What you will do:
Arrange every line of the data below as a numbered list, omitting any blank lines.

Data records:

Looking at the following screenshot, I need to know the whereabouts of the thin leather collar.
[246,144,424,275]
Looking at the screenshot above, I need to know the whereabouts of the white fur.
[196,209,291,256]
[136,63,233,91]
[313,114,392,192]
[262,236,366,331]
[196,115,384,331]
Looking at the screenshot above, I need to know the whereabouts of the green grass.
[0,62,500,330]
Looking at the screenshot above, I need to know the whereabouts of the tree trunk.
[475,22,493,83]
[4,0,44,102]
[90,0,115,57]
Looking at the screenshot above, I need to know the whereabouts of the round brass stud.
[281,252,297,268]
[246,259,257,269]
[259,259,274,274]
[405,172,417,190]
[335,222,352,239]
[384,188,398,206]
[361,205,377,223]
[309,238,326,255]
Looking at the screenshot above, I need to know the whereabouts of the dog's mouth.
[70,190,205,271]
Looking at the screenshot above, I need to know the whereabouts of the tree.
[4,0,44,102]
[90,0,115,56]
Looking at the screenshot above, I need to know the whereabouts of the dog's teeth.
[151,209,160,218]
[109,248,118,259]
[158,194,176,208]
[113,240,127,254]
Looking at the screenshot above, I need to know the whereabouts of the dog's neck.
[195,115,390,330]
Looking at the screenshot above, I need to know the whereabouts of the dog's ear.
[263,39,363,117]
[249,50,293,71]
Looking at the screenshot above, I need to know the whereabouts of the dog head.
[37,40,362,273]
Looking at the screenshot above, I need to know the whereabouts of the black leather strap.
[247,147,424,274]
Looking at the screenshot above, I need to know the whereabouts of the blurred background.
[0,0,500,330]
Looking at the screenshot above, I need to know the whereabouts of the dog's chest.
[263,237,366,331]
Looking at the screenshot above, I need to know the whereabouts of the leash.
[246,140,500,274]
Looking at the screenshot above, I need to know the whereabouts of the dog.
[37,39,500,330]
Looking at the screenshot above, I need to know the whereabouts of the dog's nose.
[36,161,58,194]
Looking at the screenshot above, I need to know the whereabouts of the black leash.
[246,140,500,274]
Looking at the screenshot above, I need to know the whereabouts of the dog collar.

Final result:
1. Looking at the following screenshot, I need to know the whereabouts of the thin leather collar.
2. [246,144,424,275]
3. Looking at the screenshot above, I need to know the whereabouts of the white fur.
4. [196,209,291,256]
5. [136,63,233,91]
6. [313,114,392,192]
7. [262,236,366,331]
8. [196,115,384,331]
9. Looking at the screenshot above, I need to know the whereabouts of the green grass.
10. [0,62,500,330]
11. Looking at the screenshot above, I need to know the whereabouts of the tree trunk.
12. [475,22,493,83]
13. [4,0,44,102]
14. [90,0,115,57]
15. Looking at the screenshot above, I need to know the whereabouts of the round brass stud.
16. [281,252,297,268]
17. [246,259,257,269]
18. [259,259,274,274]
19. [405,172,417,190]
20. [335,222,352,239]
21. [384,188,398,206]
22. [361,205,377,223]
23. [309,238,326,255]
24. Looking at the screenshot above, I need to know the whereabouts of the dog's mouth.
25. [70,190,205,271]
26. Looking at the screenshot above, I need to know the whereabouts of the tree.
27. [4,0,44,102]
28. [90,0,115,56]
29. Looking at the screenshot above, I need to know the whereabouts of the dog's teeth.
30. [151,209,160,218]
31. [109,248,118,259]
32. [158,194,176,208]
33. [113,240,127,254]
34. Looking at the screenshot above, I need to know the whereabouts of the dog's neck.
35. [195,115,390,330]
36. Looking at the screenshot above, I need to know the whereabouts of the dog's ear.
37. [263,39,363,117]
38. [249,50,293,71]
39. Looking at the screenshot above, I need to know the whereabouts of the dog head.
40. [37,40,362,273]
41. Looking at the screenshot above, I need to know the whereabouts of the black leather strap.
42. [247,147,424,274]
43. Looking at the screenshot above, I need to know the whereabouts of the blurred background.
44. [0,0,500,330]
45. Looking at the screenshot above, I need to know the whereabouts of the dog's chest.
46. [263,237,366,331]
47. Looking at the screenshot above, I need to know the whereabouts of the leash.
48. [246,140,500,274]
49. Looking at the screenshot above, I need to know the whereabouts of the dog.
50. [37,39,500,330]
51. Looking at the screenshot above, I need to know the whereabouts of the dog's nose.
52. [36,161,58,194]
53. Looking at the screenshot above, I need to know the whereabouts of the black leash.
54. [246,140,500,274]
55. Looking at the screenshot above, I need to know the whereabouts of the dog collar.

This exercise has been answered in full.